** WHAT YOU HAVE TO DO **
Tally the lines of the records below that include the word "window", and write down only that tally.

Collected data:
○ ○ ○ ○ ○

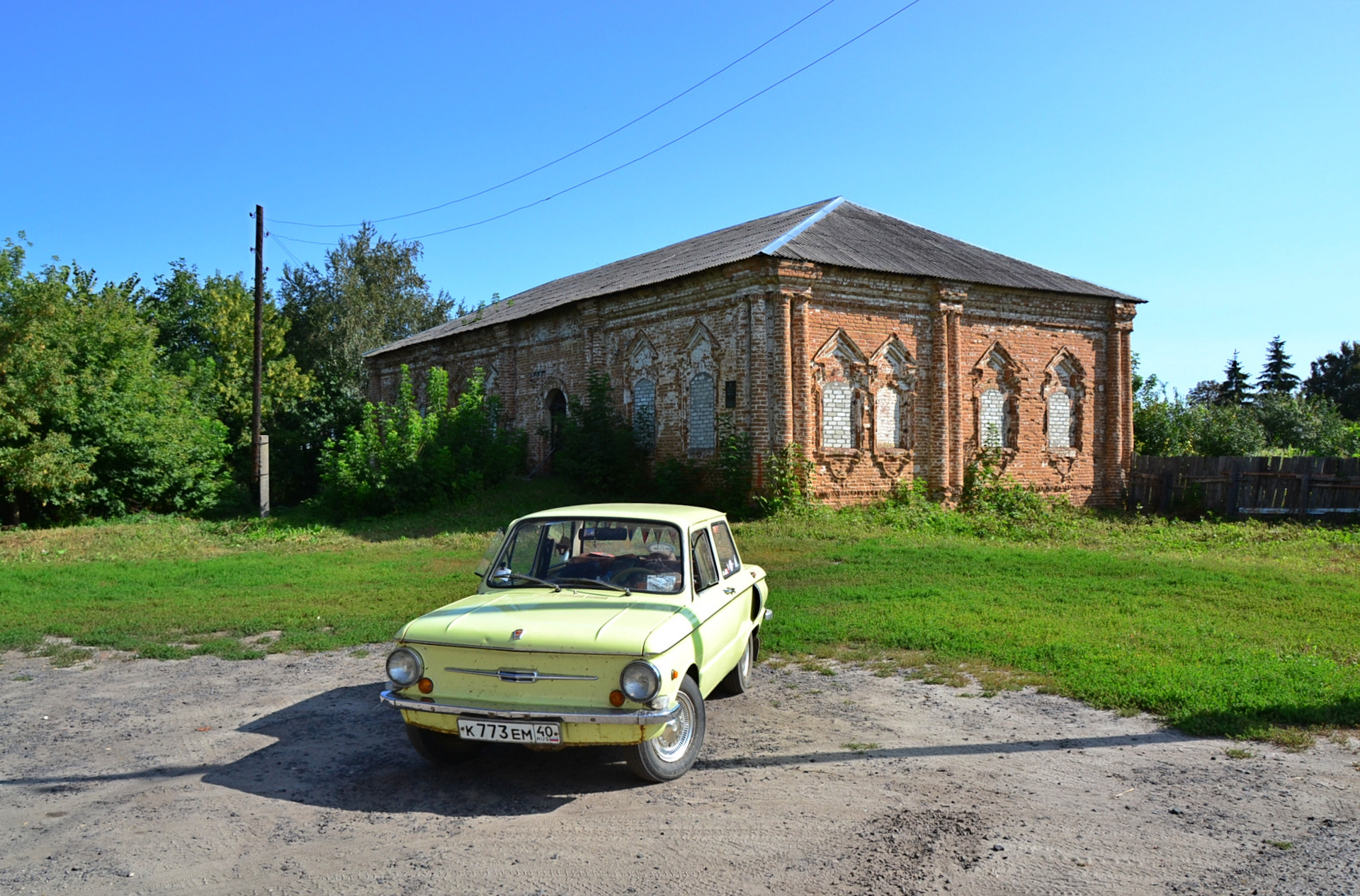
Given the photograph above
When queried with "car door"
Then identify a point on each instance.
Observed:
(712, 597)
(736, 586)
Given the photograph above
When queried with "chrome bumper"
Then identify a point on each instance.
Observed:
(588, 715)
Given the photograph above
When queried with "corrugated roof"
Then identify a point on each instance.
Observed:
(833, 232)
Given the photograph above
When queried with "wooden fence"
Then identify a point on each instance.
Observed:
(1303, 487)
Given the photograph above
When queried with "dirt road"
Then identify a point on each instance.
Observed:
(283, 776)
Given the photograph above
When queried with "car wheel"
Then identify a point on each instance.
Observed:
(739, 680)
(672, 752)
(440, 747)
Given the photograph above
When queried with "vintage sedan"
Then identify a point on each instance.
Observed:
(592, 625)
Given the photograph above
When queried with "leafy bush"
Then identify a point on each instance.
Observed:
(989, 494)
(733, 468)
(90, 419)
(596, 446)
(786, 482)
(403, 458)
(1308, 424)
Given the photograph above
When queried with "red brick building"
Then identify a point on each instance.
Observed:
(887, 351)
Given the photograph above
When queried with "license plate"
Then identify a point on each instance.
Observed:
(510, 732)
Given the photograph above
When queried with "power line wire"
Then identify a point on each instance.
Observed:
(562, 158)
(650, 152)
(280, 244)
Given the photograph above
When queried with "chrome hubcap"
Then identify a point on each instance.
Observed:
(674, 740)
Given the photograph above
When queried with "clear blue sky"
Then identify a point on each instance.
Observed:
(1200, 155)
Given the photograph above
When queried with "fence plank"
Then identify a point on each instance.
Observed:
(1271, 487)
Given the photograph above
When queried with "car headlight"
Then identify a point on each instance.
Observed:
(404, 667)
(640, 681)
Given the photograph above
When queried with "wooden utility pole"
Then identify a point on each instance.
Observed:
(257, 460)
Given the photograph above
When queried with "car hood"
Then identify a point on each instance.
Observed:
(545, 620)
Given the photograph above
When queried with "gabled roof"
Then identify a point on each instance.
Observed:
(832, 232)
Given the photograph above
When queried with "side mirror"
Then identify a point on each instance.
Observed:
(493, 551)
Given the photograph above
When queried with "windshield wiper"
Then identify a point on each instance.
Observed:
(528, 578)
(599, 584)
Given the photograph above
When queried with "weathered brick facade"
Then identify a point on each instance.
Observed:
(880, 375)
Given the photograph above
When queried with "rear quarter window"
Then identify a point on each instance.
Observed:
(728, 559)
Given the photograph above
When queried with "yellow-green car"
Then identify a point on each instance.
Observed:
(592, 625)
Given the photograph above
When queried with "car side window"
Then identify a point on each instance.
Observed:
(705, 567)
(728, 559)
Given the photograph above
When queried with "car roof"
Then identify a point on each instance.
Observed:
(679, 514)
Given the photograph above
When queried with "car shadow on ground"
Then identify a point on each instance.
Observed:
(341, 749)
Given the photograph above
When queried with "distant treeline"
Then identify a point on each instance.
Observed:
(120, 396)
(1279, 414)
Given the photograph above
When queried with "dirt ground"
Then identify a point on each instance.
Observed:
(285, 776)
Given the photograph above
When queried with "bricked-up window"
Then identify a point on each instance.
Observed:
(645, 412)
(887, 422)
(1060, 419)
(992, 419)
(835, 416)
(702, 431)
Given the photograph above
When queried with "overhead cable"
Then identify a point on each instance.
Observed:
(582, 149)
(650, 152)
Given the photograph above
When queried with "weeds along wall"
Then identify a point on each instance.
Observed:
(880, 377)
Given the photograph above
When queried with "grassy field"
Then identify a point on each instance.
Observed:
(1235, 628)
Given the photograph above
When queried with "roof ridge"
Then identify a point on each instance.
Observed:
(789, 236)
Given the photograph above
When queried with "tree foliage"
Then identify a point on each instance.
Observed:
(596, 446)
(1336, 377)
(1276, 375)
(1164, 423)
(404, 458)
(369, 294)
(1235, 388)
(90, 421)
(207, 334)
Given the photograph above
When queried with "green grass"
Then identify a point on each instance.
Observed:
(1227, 628)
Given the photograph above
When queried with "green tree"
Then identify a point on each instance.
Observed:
(38, 465)
(97, 424)
(1336, 375)
(404, 458)
(1306, 426)
(1275, 375)
(596, 446)
(207, 334)
(1235, 388)
(1160, 418)
(1225, 431)
(369, 294)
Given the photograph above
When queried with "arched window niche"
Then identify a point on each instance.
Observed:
(837, 416)
(703, 431)
(895, 373)
(645, 412)
(1064, 388)
(841, 373)
(996, 393)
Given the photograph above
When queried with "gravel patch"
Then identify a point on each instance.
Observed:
(285, 776)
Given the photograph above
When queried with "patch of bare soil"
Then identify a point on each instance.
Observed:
(286, 776)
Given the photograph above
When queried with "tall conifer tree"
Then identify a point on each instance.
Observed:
(1235, 388)
(1275, 375)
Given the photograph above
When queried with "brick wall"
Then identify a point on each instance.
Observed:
(812, 350)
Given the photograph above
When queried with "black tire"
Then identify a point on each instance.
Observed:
(672, 752)
(440, 747)
(739, 680)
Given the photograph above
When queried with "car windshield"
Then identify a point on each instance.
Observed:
(625, 554)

○ ○ ○ ○ ○

** TASK SOLUTION **
4